======== Excerpted text

Monday, April 05 2010 @ 03:26 PM EDT

The agenda for the hearing in bankruptcy court regarding Darl McBride's offer to buy the SCO mobility assets set for April 7th is now posted on Pacer:

04/05/2010 - 1102 - Notice of Agenda of Matters Scheduled for Hearing Filed by Edward N. Cahn, Chapter 11 Trustee for The SCO Group, Inc., et al.. Hearing scheduled for 4/7/2010 at 03:00 PM at US Bankruptcy Court, 824 Market St., 6th Fl., Courtroom #3, Wilmington, Delaware. (Attachments: # 1 Certificate of Service) (Fatell, Bonnie) (Entered: 04/05/2010)

The last line reads, "The hearing on this matter will go forward."

Some here were insisting that it would not, because there were no objections filed. But if there were any possible competing bids, which you and I would not know about yet, that would be another reason to have the hearing, even if there are no objections. Also if anyone with a contract with SCO for mobility products and/or services doesn't like the cure amounts SCO came up with or doesn't want the contract to transfer, that would be another reason to have a hearing. Here's the wording in the original Notice from SCO on filing objections or responses:
In the event that any objection or response is filed and served in accordance with this Notice, a hearing on the motion will be held before the Honorable Kevin Gross at the Bankruptcy Court on [date].

================

Your tasks:
A: Copy the part of the excerpt about the SCO bankruptcy hearing that opens with the words containing "The last line" and closes with "Court on [date].".
B: Summarize the excerpt about the SCO bankruptcy hearing in two sentences.

======== Dataset content

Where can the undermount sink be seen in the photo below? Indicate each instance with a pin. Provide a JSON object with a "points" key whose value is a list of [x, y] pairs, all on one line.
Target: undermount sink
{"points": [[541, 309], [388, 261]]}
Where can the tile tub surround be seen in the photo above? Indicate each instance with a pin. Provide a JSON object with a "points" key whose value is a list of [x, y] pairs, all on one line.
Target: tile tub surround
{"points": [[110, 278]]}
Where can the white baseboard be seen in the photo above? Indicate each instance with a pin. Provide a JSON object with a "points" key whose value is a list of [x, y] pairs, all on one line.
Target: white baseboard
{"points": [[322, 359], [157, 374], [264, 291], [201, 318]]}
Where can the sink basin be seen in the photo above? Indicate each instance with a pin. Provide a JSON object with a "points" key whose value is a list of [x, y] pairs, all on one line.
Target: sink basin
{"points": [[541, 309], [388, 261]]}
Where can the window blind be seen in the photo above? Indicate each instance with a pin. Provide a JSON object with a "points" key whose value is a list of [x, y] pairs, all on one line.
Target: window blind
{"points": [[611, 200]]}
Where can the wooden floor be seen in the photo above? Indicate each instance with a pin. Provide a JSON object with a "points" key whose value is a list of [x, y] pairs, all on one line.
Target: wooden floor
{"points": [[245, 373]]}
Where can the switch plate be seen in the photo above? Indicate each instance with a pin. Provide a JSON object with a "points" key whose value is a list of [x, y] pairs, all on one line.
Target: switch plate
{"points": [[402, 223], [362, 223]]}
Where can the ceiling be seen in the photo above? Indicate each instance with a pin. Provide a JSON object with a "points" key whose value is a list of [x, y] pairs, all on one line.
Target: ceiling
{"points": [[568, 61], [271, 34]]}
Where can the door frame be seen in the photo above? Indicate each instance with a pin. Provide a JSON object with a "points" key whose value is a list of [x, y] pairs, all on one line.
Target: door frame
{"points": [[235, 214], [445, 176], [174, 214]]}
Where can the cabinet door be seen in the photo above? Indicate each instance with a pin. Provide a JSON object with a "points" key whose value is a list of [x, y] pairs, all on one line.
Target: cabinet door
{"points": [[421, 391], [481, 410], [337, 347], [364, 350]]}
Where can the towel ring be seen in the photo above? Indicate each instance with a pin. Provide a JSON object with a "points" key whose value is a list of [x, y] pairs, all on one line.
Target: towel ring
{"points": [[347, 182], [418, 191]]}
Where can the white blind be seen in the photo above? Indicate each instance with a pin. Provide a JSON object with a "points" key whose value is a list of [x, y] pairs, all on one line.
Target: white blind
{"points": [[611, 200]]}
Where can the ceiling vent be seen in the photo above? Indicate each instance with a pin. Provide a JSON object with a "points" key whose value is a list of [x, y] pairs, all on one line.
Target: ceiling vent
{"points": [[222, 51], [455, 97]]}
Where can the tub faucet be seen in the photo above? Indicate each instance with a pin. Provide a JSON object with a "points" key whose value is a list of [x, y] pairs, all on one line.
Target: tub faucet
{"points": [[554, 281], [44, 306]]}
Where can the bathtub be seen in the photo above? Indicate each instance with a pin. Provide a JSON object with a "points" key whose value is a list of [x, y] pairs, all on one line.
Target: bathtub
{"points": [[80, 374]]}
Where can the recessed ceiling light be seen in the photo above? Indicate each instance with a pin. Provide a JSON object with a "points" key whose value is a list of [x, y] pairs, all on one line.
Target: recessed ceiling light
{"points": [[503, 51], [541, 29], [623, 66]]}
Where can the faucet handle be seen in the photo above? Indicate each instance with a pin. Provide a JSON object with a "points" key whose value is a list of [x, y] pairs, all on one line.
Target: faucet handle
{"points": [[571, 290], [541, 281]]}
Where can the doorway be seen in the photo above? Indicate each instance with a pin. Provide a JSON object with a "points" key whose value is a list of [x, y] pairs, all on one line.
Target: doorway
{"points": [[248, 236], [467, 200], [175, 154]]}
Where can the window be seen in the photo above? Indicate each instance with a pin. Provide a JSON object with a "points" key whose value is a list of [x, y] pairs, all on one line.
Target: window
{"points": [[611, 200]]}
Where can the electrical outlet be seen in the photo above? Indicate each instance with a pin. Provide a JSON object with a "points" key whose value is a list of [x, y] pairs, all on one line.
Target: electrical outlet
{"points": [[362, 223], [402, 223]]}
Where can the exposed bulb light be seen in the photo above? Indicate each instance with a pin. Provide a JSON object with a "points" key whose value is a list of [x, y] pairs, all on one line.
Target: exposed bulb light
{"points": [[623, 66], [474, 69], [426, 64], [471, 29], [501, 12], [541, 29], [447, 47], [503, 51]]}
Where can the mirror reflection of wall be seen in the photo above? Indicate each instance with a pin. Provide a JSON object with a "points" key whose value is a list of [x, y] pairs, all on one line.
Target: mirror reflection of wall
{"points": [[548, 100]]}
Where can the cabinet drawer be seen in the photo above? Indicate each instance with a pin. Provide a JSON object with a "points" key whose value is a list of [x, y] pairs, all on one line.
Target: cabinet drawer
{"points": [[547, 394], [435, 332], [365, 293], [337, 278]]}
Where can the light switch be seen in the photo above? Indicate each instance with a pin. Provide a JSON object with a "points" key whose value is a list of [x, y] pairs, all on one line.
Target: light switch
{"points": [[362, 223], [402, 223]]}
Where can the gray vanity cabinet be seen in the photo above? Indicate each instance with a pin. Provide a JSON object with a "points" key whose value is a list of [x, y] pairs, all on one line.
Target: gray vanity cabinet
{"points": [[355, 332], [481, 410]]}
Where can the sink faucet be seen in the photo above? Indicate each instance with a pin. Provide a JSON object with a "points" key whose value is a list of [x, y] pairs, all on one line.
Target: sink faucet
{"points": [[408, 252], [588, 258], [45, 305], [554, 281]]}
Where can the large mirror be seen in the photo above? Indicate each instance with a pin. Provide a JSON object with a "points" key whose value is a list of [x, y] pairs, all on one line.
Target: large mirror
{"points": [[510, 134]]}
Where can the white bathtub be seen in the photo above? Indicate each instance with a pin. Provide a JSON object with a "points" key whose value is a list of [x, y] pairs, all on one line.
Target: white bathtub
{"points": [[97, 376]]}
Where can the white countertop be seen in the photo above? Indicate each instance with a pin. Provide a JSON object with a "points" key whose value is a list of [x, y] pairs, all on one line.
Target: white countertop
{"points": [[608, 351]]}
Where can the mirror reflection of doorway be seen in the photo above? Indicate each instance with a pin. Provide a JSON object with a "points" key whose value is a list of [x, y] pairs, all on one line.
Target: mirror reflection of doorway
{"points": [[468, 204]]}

================

Task-by-task answers:
A:
The last line reads, "The hearing on this matter will go forward."

Some here were insisting that it would not, because there were no objections filed. But if there were any possible competing bids, which you and I would not know about yet, that would be another reason to have the hearing, even if there are no objections. Also if anyone with a contract with SCO for mobility products and/or services doesn't like the cure amounts SCO came up with or doesn't want the contract to transfer, that would be another reason to have a hearing. Here's the wording in the original Notice from SCO on filing objections or responses:
In the event that any objection or response is filed and served in accordance with this Notice, a hearing on the motion will be held before the Honorable Kevin Gross at the Bankruptcy Court on [date].

B: The agenda for the April 7, 2010 bankruptcy court hearing on Darl McBride's offer to buy the SCO mobility assets has been posted on Pacer, and its last line states that the hearing will go forward. Some had insisted there would be no hearing because no objections were filed, but possible competing bids or contract holders who dislike SCO's cure amounts or oppose transferring their contracts would be other reasons to hold it.